Can you give all the records again without altering a single character?

____ Listed entries

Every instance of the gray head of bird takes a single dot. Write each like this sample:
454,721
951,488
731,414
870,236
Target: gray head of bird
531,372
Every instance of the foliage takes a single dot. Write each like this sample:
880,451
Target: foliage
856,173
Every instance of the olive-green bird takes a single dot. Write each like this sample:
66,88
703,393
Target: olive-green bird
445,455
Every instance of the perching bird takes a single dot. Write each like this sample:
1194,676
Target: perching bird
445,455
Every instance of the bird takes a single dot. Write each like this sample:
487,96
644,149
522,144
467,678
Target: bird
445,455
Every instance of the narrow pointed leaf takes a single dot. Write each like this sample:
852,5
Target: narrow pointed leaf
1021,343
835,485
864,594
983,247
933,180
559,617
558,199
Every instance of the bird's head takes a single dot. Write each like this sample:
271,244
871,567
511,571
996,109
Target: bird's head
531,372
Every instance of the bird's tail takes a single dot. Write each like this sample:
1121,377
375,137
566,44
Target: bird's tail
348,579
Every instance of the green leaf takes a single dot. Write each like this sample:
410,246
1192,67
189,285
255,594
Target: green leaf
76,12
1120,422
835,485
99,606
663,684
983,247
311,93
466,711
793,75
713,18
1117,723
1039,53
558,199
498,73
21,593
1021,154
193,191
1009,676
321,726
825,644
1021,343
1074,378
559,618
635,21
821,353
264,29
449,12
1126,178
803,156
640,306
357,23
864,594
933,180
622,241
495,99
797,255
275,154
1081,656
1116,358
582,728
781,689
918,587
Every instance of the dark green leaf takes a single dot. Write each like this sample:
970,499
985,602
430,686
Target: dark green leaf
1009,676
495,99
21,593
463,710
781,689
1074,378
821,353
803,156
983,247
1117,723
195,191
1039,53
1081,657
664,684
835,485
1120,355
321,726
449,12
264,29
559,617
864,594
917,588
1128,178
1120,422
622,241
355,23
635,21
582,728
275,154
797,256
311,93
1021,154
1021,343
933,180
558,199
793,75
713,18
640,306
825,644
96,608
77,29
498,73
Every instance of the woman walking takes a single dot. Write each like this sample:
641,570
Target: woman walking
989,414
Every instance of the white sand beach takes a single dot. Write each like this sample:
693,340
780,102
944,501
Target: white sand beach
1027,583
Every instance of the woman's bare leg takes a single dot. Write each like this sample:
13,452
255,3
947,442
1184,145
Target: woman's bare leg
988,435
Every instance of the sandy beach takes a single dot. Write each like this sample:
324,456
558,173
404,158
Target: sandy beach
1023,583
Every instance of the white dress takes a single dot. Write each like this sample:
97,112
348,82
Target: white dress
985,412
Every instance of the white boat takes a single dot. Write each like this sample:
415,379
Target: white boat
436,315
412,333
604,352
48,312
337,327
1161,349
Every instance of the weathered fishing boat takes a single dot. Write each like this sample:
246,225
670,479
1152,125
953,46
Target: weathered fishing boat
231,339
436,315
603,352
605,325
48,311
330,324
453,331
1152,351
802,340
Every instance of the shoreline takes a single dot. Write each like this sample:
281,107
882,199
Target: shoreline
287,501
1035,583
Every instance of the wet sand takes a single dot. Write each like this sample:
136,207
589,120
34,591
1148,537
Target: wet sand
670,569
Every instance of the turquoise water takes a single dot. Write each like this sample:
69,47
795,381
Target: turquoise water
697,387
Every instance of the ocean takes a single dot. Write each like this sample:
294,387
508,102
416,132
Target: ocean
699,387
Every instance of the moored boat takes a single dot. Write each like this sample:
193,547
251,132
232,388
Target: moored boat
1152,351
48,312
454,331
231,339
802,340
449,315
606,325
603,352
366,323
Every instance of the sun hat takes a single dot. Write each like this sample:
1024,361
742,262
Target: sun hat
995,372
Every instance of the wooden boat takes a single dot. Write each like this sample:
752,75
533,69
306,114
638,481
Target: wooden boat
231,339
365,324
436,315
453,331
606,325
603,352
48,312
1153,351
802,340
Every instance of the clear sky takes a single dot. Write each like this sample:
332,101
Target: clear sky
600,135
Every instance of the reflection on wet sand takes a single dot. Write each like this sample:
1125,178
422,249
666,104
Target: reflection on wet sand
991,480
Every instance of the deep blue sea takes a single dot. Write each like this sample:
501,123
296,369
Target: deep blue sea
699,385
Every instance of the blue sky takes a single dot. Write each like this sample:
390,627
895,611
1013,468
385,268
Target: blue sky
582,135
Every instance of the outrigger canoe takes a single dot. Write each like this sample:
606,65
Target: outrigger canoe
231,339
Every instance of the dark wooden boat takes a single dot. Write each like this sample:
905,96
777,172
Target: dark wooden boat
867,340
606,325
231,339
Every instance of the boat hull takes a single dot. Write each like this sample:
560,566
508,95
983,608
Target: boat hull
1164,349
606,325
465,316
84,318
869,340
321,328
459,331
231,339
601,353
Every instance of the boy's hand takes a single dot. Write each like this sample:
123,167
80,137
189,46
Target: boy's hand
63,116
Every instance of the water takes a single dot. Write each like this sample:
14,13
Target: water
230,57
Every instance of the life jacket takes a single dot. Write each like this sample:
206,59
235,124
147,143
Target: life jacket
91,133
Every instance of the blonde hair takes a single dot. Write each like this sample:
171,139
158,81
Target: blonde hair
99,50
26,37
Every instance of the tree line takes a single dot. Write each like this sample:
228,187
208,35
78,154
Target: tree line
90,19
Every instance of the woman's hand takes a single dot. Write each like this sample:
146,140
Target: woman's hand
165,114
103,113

________

__Written response__:
Every instance of the gray head of bird takes a single dot. Write each like this sample:
454,721
951,488
731,414
870,236
Target: gray head of bird
531,372
Every instance of the foliage takes a single dot. Write each like this sample:
880,451
Target: foliage
856,173
Every instance of the olive-green bird takes a single dot. Write each like this sample:
66,88
703,393
Target: olive-green bird
445,455
Every instance of the perching bird takes a single dot. Write each like this sample:
1194,676
Target: perching bird
445,455
Every instance of the bird takes a single dot. Write each like this sample:
487,96
644,149
522,144
467,678
Target: bird
445,455
Every instance of the narrow pointed leaf takes a single dot. Write each like this sample:
852,5
Target: narrow pointed leaf
1021,343
835,485
864,594
983,247
933,180
559,617
558,199
Every instance of the bird's head takes a single dot. Write each like this sample:
271,244
871,567
511,571
996,109
Target: bird's head
531,372
Every instance of the bird's tail takes a single dot. Write each like this sample:
1121,377
375,137
566,44
Target: bird's tail
348,579
Every instance of the green leaf takes a single dot. Write each like this sample:
410,246
1192,67
189,285
255,594
Target: green leaf
76,12
1120,422
835,485
99,606
663,684
983,247
311,93
466,711
793,75
713,18
1117,723
1039,53
558,199
498,73
21,593
1021,154
193,191
1009,676
321,726
825,644
1021,343
1074,378
559,618
635,21
821,353
264,29
449,12
1126,178
803,156
640,306
357,23
864,594
933,180
622,241
495,99
797,255
275,154
1081,656
1116,358
582,728
781,689
918,587
Every instance of the dark green leaf takes a single dot. Write each like this sample:
970,499
985,602
430,686
Target: dark green leaf
1009,676
495,99
21,593
463,710
781,689
1074,378
821,353
803,156
983,247
1117,723
195,191
1039,53
1081,657
664,684
835,485
1120,355
321,726
449,12
264,29
559,617
864,594
917,588
1128,178
1120,422
622,241
355,23
635,21
582,728
275,154
797,256
311,93
1021,154
1021,343
933,180
558,199
793,75
713,18
640,306
825,644
96,608
77,29
498,73
Every instance of the woman walking takes a single dot. Write each like this sample:
641,570
Target: woman walking
989,414
Every instance of the white sand beach takes a single dot. Write each like this sample:
693,340
780,102
944,501
Target: white sand beach
1027,583
Every instance of the woman's bare leg takes a single dot. Write each like this sample:
13,452
255,3
947,442
1184,145
Target: woman's bare leg
988,435
Every instance of the sandy beach takes a single dot. Write each like this sample:
324,456
558,173
404,158
Target: sandy beach
1023,583
Every instance of the white dress takes a single dot. Write each like this sample:
97,112
348,82
Target: white dress
985,412
Every instance of the white boat takes a single dot. Write each like this sample:
415,379
Target: white boat
436,315
412,333
604,352
48,312
337,327
1161,349
Every instance of the weathered fishing boat takes a single dot. Write each like this sample:
246,225
670,479
1152,125
953,46
Target: weathered fishing boat
231,339
436,315
603,352
605,325
48,311
330,324
453,331
1152,351
802,340
Every instance of the shoreline takes a single dot. Write each like this sample:
281,107
882,199
Target: shoreline
287,501
1035,583
Every instance of the wet sand takes a single dot. Write each like this sample:
136,207
589,120
34,591
1148,537
Target: wet sand
670,569
Every instance of the turquoise water takes a single dot. Write each like this sample:
69,47
795,381
Target: turquoise water
697,387
Every instance of the ocean takes a single dot. Write each like this sample:
294,387
508,102
416,132
Target: ocean
699,387
Every instance of the moored boat takes a single dot. Write each like this sample:
193,547
251,132
232,388
Target: moored boat
1152,351
48,312
454,331
231,339
802,340
449,315
606,325
603,352
366,323
Every instance of the sun hat takes a single dot. Write each like this sample:
1024,361
742,262
Target: sun hat
995,372
Every instance of the wooden boat takes a single dot. Write each like this sample:
752,75
533,69
306,114
638,481
Target: wooden boat
231,339
365,324
436,315
453,331
606,325
603,352
48,312
1153,351
802,340
Every instance of the clear sky takes a single dot. Write each like this sample:
332,101
Target: clear sky
600,135
Every instance of the reflection on wet sand takes a single dot. Write each like this sample:
1125,178
422,249
666,104
Target: reflection on wet sand
991,480
Every instance of the deep blue sea takes a single dot. Write each like this sample:
501,123
296,369
Target: deep blue sea
699,385
Every instance of the blue sky takes a single dot. Write each like this sample:
390,627
895,611
1013,468
385,268
Target: blue sky
582,135
Every instance of the outrigger canoe takes a single dot. Write each like this sample:
606,65
Target: outrigger canoe
231,339
Every instance of the dark wooden boat takes a single dot. Write each like this sample:
905,96
777,172
Target: dark wooden boat
867,340
606,325
231,339
Every instance of the boat hull takes a single dot. Write each like this sample:
560,566
508,95
983,608
Target: boat hull
1164,349
606,325
465,316
84,318
869,340
321,328
459,331
231,339
601,353
Every instance of the boy's hand takes a single dot. Write each like this sample:
123,167
80,137
189,46
Target: boy's hand
63,116
Every instance of the water takes a single dot. Write each like this sample:
14,13
Target: water
230,57
Every instance of the life jacket takes a single dot. Write each like this sample:
206,59
235,124
147,143
Target: life jacket
91,133
Every instance of the blonde hair takes a single dot. Write each like this sample:
171,139
158,81
Target: blonde hair
99,50
26,37
Every instance of the tree line takes a single dot. Write each like this sample:
228,187
208,35
78,154
Target: tree line
90,19
Every instance of the woman's hand takes a single dot. Write each like this sample:
146,140
Target: woman's hand
165,114
103,113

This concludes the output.